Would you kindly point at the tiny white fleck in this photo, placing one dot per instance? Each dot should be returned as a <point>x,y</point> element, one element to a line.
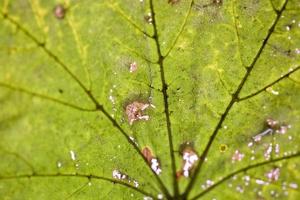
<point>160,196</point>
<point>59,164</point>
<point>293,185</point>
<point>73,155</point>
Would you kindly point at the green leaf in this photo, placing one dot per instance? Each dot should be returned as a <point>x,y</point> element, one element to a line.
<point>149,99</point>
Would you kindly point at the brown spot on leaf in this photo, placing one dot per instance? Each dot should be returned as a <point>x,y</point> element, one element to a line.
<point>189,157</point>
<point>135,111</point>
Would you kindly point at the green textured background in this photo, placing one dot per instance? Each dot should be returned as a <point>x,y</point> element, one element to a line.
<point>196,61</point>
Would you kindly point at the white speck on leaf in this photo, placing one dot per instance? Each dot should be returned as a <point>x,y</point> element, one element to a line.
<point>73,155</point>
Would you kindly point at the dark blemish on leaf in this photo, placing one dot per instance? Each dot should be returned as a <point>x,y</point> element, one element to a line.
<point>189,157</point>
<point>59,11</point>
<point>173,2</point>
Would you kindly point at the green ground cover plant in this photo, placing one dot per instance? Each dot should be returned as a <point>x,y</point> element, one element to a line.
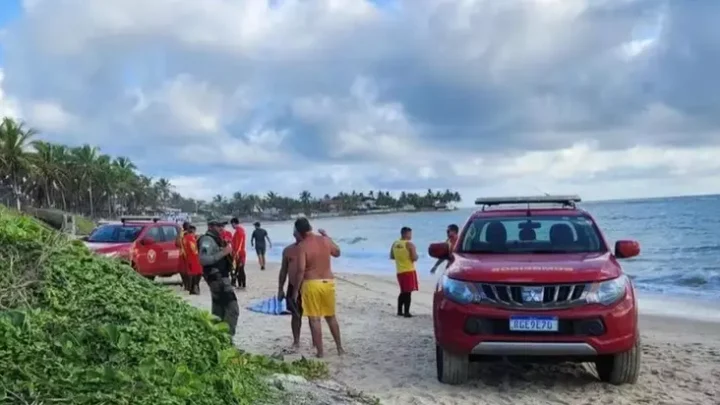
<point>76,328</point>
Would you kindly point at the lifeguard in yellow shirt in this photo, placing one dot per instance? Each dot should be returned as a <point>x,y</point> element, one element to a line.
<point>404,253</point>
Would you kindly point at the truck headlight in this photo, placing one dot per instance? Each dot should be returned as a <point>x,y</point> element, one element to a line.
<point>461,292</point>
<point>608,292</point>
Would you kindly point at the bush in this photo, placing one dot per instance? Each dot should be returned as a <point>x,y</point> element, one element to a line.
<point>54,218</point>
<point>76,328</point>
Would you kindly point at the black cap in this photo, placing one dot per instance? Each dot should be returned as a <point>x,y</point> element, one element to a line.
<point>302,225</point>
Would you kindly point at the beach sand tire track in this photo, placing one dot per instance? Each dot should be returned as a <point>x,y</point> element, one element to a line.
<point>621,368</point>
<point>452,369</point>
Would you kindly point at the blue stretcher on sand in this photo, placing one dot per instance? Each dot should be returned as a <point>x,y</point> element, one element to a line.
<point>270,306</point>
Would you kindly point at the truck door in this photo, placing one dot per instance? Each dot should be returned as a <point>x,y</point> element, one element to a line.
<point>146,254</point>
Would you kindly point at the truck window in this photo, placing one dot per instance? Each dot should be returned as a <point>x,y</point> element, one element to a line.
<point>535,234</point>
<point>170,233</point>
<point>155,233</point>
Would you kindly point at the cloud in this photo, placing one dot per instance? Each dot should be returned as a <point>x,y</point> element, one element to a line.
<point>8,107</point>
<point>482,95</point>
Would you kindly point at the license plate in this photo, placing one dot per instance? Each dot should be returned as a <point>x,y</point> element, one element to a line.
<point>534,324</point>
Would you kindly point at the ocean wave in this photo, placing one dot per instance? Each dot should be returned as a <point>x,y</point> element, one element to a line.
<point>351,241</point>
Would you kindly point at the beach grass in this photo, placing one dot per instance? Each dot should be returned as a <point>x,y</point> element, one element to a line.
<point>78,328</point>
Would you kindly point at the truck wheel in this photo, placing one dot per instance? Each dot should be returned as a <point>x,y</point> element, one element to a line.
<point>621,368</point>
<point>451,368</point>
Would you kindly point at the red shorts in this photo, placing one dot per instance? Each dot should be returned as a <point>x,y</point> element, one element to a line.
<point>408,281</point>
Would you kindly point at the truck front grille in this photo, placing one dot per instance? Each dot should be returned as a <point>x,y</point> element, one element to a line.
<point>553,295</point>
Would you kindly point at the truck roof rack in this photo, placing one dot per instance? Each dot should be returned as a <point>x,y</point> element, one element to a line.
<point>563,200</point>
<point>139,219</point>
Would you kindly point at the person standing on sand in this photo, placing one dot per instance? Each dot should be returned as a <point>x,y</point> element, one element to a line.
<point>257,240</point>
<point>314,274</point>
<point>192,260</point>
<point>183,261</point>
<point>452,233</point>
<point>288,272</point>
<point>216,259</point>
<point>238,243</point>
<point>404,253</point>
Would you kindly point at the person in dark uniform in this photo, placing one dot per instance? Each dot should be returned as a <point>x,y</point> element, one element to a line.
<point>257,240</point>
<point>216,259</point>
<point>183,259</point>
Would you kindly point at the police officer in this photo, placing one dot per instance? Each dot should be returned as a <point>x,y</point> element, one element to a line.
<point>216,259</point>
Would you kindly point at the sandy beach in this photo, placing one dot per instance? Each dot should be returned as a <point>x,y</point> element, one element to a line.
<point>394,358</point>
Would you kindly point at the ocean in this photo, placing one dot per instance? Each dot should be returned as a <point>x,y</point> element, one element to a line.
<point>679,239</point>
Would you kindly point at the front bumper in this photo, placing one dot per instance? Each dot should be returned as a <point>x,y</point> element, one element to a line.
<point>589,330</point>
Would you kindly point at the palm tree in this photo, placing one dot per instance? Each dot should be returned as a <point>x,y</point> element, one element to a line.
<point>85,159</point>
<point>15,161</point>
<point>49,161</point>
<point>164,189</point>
-------------------------
#### [How to complete this task]
Retype the entries above word for word, minus any images.

#### [Exercise answer]
Would you kindly point at the tiny white fleck in this photo, placing one dot per instance? Each dot should be returned as a <point>x,y</point> element, one element to a line.
<point>160,196</point>
<point>59,164</point>
<point>293,185</point>
<point>73,155</point>
Would you kindly point at the green leaf in this photo, placing one dot per instance? Each dot should be returned as a <point>x,y</point> element, one element to a line.
<point>149,99</point>
Would you kindly point at the brown spot on leaf in this photo, placing one dot per instance? Each dot should be returned as a <point>x,y</point> element, one element to a line.
<point>189,157</point>
<point>135,111</point>
Would you kindly point at the green textured background in this photo, placing one dot per instance? Each dot should be returned as a <point>x,y</point> element, one element to a line.
<point>196,61</point>
Would you kindly point at the white speck on leaf in this photo, placing one dot per instance? Each dot should be returned as a <point>x,y</point> element, one element to a line.
<point>73,155</point>
Would you kindly point at the dark blemish on leaf in this photo, placing one dot per instance? Each dot should be returned as a <point>x,y</point> element, one element to a line.
<point>189,157</point>
<point>59,11</point>
<point>173,2</point>
Would you kindly point at the green ground cover plant in this photo, placing one dot per instance? Each dot should be returned as a <point>x,y</point> element, one element to a line.
<point>76,328</point>
Would you kindly point at the lifeguard in yellow shirt in this photo, placing one dot per instance? Each dot should be returned as a <point>x,y</point> element, one element to a line.
<point>404,253</point>
Would you kindly point at the truck headlight in this photo, placing one dot per instance? Each dot should be returned as a <point>x,y</point> element, one element to a line.
<point>461,292</point>
<point>608,292</point>
Would you kindly point at the bush in this photo, placing one dot per instance? Each dot should be returned as a <point>x,y</point> element, one element to a line.
<point>54,218</point>
<point>76,328</point>
Would you kindly point at the black cap in this photo, placing one dot per instance? Each dot should be returned as a <point>x,y</point> element, one element to a line.
<point>302,225</point>
Would you kindly point at the beach sand tire track in this photo, placing one dot per instance? Each dot should be returned as a <point>x,y</point> element, one element to a line.
<point>621,368</point>
<point>452,369</point>
Would you kindly point at the blue stretcher on sand in this photo, placing one dot per instance? Each dot should be returned as a <point>x,y</point> element, one element to a line.
<point>270,306</point>
Would you kindly point at the truck door in this photo, placing one dot per instance? Each dot should be returned as a <point>x,y</point> element, one element to a line.
<point>146,254</point>
Would you kindly point at the truck window in this photo, placing one dot per instance? Each dot should be returned as a <point>x,y</point> element, one element to a line.
<point>535,234</point>
<point>170,233</point>
<point>155,233</point>
Would you kindly point at the cloud in this photo, placing one dot per instance? Each dot should be returned as a <point>x,y</point> element, one element to a line.
<point>8,107</point>
<point>482,95</point>
Would you kindly point at the license plate in this photo, placing one dot per instance? Each dot should be returned as a <point>x,y</point> element, one element to a line.
<point>534,324</point>
Would you kindly point at the ocean wave in this photo, placing one dot per instance? Each dot should be returned as a <point>x,y</point> element, one element to a line.
<point>351,241</point>
Would you kindly point at the beach grass in this photo, placing one dot per instance? Each dot should be returned as a <point>x,y</point> element, one element to a line.
<point>78,328</point>
Would you kindly point at the truck wheel in this photo, placing one dot per instance? Each dot should be returned as a <point>x,y</point> element, one element to a line.
<point>621,368</point>
<point>451,368</point>
Would you kindly point at the red shorts in this photo, placing one dot per instance? Each dot should be returned as a <point>x,y</point> element, one element to a line.
<point>408,281</point>
Would you kindly point at the truck front grille in this photo, placing one dot per instance? Each dot should be returned as a <point>x,y</point> element, one element to a line.
<point>553,295</point>
Would you kindly point at the truck roof rack in this photo, placing one dot per instance? Each dot should be returned as a <point>x,y</point> element, one element to a line.
<point>563,200</point>
<point>139,219</point>
Would you kindly point at the person standing on sand in this photo, placing one dot per instance? Each dot should be returned as a <point>x,y</point> element, one element to a line.
<point>257,240</point>
<point>314,274</point>
<point>192,260</point>
<point>183,261</point>
<point>452,233</point>
<point>288,272</point>
<point>216,259</point>
<point>238,243</point>
<point>404,253</point>
Would you kindly point at the person in dark uniform in this photo, placing one dot per instance? Each dot should be returned as a <point>x,y</point> element, one element to a line.
<point>257,240</point>
<point>216,259</point>
<point>183,259</point>
Would you kindly point at the police officer in this photo, placing one dot per instance? Each dot should be returned as a <point>x,y</point> element, one element to a line.
<point>216,259</point>
Would you kindly point at the sandy beach in this photo, placing one dot per instance? Each dot should be returned as a <point>x,y</point> element, one element to a line.
<point>394,358</point>
Would you kindly point at the ocean in this photo, placing one dot per instance? Each dot should be returned as a <point>x,y</point> element, one element to a line.
<point>679,239</point>
Would you kindly point at the front bumper in this photo, placing one dot per instance? Each dot should be returned as a <point>x,y</point> element, one element to a line.
<point>589,330</point>
Would you kindly point at the palm tree in this photo, placing one dot per instance? Each dot should be returned as a <point>x,y</point> element, one element to a line.
<point>85,159</point>
<point>15,161</point>
<point>49,161</point>
<point>164,189</point>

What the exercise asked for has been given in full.